TransHyDE: transport solutions for green hydrogen
Hydrogen is rarely used where it is produced. In order to meet demand in Germany, most of it has to be transported from windy and sunny regions or imported. This is why the TransHyDE lead project is researching and developing transportation technologies and infrastructure for green hydrogen. "Liquid hydrogen also has the highest energy density with the highest purity. At KIT, we use the energy and coldness of liquid hydrogen by combining it with electrotechnical applications, such as in energy transport with high-temperature superconductors or in the drive trains of vehicles," says Professor Tabea Arndt from the Institute of Technical Physics (ITEP) at KIT. The use of high-temperature superconductors makes it possible to transport electrical energy and chemical energy in parallel in an energy-efficient manner. "We are also developing safety strategies for materials and handling beyond industrial facilities," says Arndt. At the KIT facilities, scientists can research and implement the entire chain from hydrogen liquefaction to energy applications in electrical engineering and fuel cell heating systems.
KIT is involved with the Institute of Technical Physics (ITEP), which coordinates the joint project "AppLHy!" for liquid hydrogen transport within TransHyDE, as well as with the Institute for Applied Materials - Materials Science (IAM-WK), the Institute for Thermal Energy Technology and Safety (ITES) and the Electrotechnical Institute (ETI).

What to do:
1. Reproduce the TransHyDE text word for word, beginning at the words "KIT is involved" and stopping after "Electrotechnical Institute (ETI).".
2. According to the TransHyDE text, what does the use of high-temperature superconductors make possible?

Exercise data:
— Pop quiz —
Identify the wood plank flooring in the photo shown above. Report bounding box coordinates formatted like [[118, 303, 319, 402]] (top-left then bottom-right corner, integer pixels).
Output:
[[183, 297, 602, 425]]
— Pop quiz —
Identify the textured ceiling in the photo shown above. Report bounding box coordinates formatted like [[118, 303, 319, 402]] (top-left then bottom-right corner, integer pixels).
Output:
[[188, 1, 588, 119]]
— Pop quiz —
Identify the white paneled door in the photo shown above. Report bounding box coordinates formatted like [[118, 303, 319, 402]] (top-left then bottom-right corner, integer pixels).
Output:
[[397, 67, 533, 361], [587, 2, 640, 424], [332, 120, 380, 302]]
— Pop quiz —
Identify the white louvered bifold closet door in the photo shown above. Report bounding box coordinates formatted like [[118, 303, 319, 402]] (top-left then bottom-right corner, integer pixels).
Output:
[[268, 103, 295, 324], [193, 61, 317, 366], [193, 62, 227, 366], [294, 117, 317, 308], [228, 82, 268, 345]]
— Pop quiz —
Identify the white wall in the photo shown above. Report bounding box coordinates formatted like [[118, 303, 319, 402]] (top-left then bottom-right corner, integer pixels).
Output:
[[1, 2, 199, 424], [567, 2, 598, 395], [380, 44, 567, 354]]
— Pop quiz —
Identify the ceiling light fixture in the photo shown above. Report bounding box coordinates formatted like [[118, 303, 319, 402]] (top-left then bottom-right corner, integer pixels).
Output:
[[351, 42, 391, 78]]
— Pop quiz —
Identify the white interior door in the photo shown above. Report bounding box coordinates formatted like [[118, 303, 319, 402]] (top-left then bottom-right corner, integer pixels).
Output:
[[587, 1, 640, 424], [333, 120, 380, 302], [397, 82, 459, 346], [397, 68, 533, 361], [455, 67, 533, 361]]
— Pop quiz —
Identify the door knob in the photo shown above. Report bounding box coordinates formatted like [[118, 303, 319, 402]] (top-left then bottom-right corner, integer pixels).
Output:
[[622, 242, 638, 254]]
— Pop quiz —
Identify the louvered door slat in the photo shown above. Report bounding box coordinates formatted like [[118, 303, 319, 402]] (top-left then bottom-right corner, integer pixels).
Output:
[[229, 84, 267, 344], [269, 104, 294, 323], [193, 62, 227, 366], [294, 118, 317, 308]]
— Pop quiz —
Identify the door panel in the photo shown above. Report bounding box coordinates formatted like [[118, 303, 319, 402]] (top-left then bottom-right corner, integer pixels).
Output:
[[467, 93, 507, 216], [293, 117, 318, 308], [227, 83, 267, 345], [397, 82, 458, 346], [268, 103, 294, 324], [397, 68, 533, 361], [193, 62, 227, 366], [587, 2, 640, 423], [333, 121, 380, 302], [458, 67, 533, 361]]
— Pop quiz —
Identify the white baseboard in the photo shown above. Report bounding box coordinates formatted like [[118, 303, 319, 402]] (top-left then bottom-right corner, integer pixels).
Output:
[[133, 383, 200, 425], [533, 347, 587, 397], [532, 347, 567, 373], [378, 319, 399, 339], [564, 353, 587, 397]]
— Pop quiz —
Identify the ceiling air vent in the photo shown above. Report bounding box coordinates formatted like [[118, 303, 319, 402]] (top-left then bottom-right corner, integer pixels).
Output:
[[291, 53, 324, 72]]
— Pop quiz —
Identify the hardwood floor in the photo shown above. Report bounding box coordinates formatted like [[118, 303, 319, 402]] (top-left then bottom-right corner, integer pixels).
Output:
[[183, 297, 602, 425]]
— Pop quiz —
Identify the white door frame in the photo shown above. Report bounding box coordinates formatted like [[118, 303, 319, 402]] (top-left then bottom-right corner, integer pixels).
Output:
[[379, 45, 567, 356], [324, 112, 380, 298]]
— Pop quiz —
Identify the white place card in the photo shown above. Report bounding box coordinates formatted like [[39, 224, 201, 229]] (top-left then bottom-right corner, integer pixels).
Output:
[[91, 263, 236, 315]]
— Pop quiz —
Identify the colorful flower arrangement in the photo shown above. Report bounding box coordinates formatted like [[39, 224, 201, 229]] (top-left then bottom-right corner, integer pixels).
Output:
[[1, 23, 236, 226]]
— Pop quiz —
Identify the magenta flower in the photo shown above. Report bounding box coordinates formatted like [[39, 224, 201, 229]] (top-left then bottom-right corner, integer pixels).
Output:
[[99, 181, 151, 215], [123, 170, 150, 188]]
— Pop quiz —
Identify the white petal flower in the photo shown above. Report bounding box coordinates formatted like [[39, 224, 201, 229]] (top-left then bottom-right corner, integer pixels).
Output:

Exercise responses:
1.
KIT is involved with the Institute of Technical Physics (ITEP), which coordinates the joint project "AppLHy!" for liquid hydrogen transport within TransHyDE, as well as with the Institute for Applied Materials - Materials Science (IAM-WK), the Institute for Thermal Energy Technology and Safety (ITES) and the Electrotechnical Institute (ETI).

2. It makes it possible to transport electrical energy and chemical energy in parallel in an energy-efficient manner.